>me
>21 male
>everything a 21 could ask for has
>money, no debt, uni course, friends, family etc
>often mistaken for model, once mistake for super model
>found out last night the absolute love of my life doesn't really give two shits about me
>still feeling cripplingly sad, suicidal every day
>about to start third uni year, couldn't care less
This girl made life worth living. I love her, she is a goddess only actually real. I have been rejected by every single person in my life and for some reason I thought maybe life would be different for her but of course it wouldn't be what the fuck was I thinking right? I know nothing is going to change but so what, i'm not special. This happens to everyone all the time why am I complaining. I have money and a stable life otherwise.
Am I an entitled stuck up prick who deserves to shut the fuck up and die?
>>17597860
Are you an entitled, stuck-up prick? Yes.
Should you shut the fuck up and die? No.
You loved her initially, yes, but you didn't know her well- you knew her initially and extrapolated favorably so she was an ideal- not attainable. Of course, this resulted in her leaving your life.
You're right, it does happen to everyone. But how we deal with it is a different story- you can either be a sadsack, whine and cry and listen to Evanescence in your dorm room about your goddess leaving you. Or you can adknowledge that God is dead and all that's left is what we can make with our two hands, shut up and do your damned work. Don't worry about others.

> DATA EXTRACT
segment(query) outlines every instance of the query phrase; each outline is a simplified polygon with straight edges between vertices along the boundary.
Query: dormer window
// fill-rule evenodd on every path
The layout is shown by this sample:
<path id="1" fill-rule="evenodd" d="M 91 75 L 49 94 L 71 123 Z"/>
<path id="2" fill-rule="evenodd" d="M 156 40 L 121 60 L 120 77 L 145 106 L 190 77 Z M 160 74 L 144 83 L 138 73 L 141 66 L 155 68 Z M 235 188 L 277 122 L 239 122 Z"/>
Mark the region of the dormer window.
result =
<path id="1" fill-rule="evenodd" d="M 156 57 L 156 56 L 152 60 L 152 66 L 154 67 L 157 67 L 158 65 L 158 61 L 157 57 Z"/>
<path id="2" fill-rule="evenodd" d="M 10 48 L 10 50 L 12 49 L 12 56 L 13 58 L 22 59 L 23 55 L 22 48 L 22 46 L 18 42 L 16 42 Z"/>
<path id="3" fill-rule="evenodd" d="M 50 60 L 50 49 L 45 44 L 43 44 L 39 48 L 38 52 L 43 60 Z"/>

> TASK GOAL
Print the part of the forum post starting at "You loved her" and ending at "worry about others.".

> TASK RESPONSE
You loved her initially, yes, but you didn't know her well- you knew her initially and extrapolated favorably so she was an ideal- not attainable. Of course, this resulted in her leaving your life.
You're right, it does happen to everyone. But how we deal with it is a different story- you can either be a sadsack, whine and cry and listen to Evanescence in your dorm room about your goddess leaving you. Or you can adknowledge that God is dead and all that's left is what we can make with our two hands, shut up and do your damned work. Don't worry about others.